| WHAT YOU NEED TO DO |
1. In the abstract on artificial lift planning, when are active artificial lift systems generally put in place?
2. Retype the abstract on artificial lift planning between "The active systems, such" and "wellhead pressure [3].", inclusive.
3. Extend the abstract on artificial lift planning past its final sentence.

***** PASSAGE SHOWN

(185aa) Development of Artificial Lift Infrastructure Plan Under Endogenous and Exogenous Uncertainties

Development of
Artificial Lift Infrastructure Plan under Endogenous and Exogenous
Uncertainties

Zuo Zeng,
Selen Cremaschi

Department of Chemical Engineering,
Auburn University, Auburn, AL 36849, USA

selen-cremaschi@auburn.edu

Shale
gas has become a significant source of natural gas in the United States. The
U.S. Energy Information Administration (EIA) estimates that in 2017, shale gas
provided over 60% of U.S. dry natural gas production compared to its 1% share
in 2000 [1]. Because large amounts of fluids are injected to the shale
formation during the fracturing process, shale gas wells often require deliquification to unload the well relatively quickly,
generally within their first or second year of production [2]. Artificial lift
methods (ALMs) are used in horizontal shale-gas-producing wells to lift the
accumulated fluids in the well and to help sustain well performance. Artificial lift methods can
be divided into two types: passive and active. Passive systems, such as
velocity strings, plunger lift and foam lift, mainly naturally carry and remove
liquid from the wellbore because sufficient energy remains in the reservoir.
The active systems, such as sucker rod pump, well head compressors and gas lift,
add energy to the system, and are generally implemented once the reservoir
pressure drops below the wellhead pressure [3].

The
artificial lift infrastructure plan (ALIP) includes which ALM should be
installed, when exactly the selected ALM should be installed and how long the
installed ALM should be operated to maximize the net present value (NPV) of the
well. Selecting
an appropriate ALM for gas well deliquification
mainly depends on the well geometry, operating conditions, and well
performance. Constructing an artificial
lift infrastructure plan is complicated due to uncertainties in economic
factors, such as natural gas price, and in production rates of the well.

In this work, we present a
multistage stochastic programming model to develop artificial
lift infrastructure plans (ALIPs) for shale-gas producing horizontal wells. The model discretize the planning horizon into
equal time periods (corresponding to one month) t = 1, 2, 3…T, where period t
starts at time t-1 and ends at time t. The decision variables are w_i,p,s and z_i,t,s, which track the installation (p ϵ T) and removal t ϵ T time periods of ALM i ϵ I under scenario s ϵ S, respectively. One more binary
variable, y_i,t,p,s,
is introduced, which is equal to one if ALM i is installed on period p and uninstalled on period t in scenario s. The sequencing constraints ensure that each ALM is installed and uninstalled at most once,
only one ALM is installed and uninstalled at any given month, and each ALM is uninstalled
only after its installation time.  Each ALM has defined design and operational limitations such as the ones
specified in the Artificial Lift R&D Council guidelines [5] and in typical
attribute tables [6]. These limitations are incorporated as technical limitation
constraints in the model.

**********
***** SOURCE DATA

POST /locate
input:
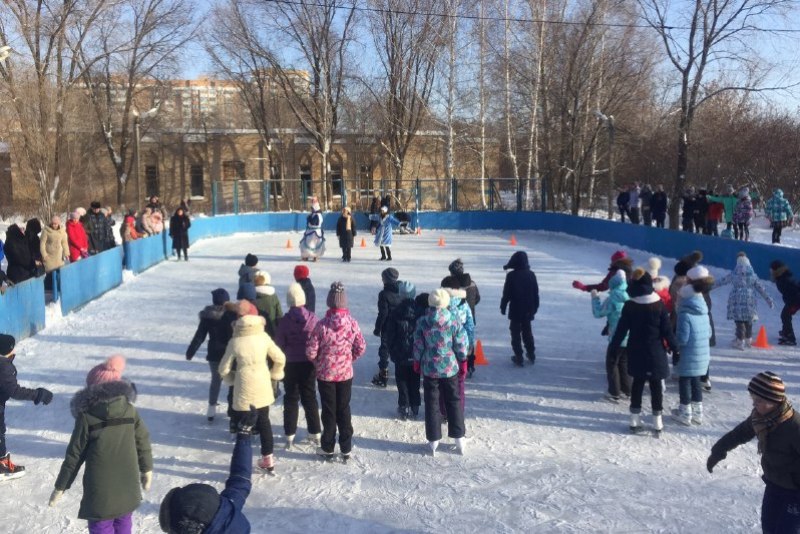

**********

| RESPONSES IN ORDER |
1. Once the reservoir pressure drops below the wellhead pressure.

2.
The active systems, such as sucker rod pump, well head compressors and gas lift,
add energy to the system, and are generally implemented once the reservoir
pressure drops below the wellhead pressure [3].

3.
The model incorporates
the impact of exogenous natural gas price uncertainty, which is independent of
decisions, and of endogenous uncertainty associated with the production rate of
the well, which depends on the selected ALM. We assume that natural gas price follows a multiplicative binomial process over
discrete periods [7], and that its rate of change (ROC) has two possible
outcomes {H^P, L^P} with equal probabilities. Figure 1 represents the
scenario tree for natural gas prices. The natural gas price at initial stage is
given by the parameter P₁. We assume that the price uncertainty is
realized every four months, resulting in a total of st = T/4 stages for the exogenous uncertain parameter realizations,
where T is length of the planning
horizon in months. Further, we assume that the two outcomes of ROC H^P
and L^P are constant throughout the planning horizon and
equal to each other. We define ϴ_st as the random variable associated with
natural gas price at stage st ϵ T^’=
{1,2,…,T/4}.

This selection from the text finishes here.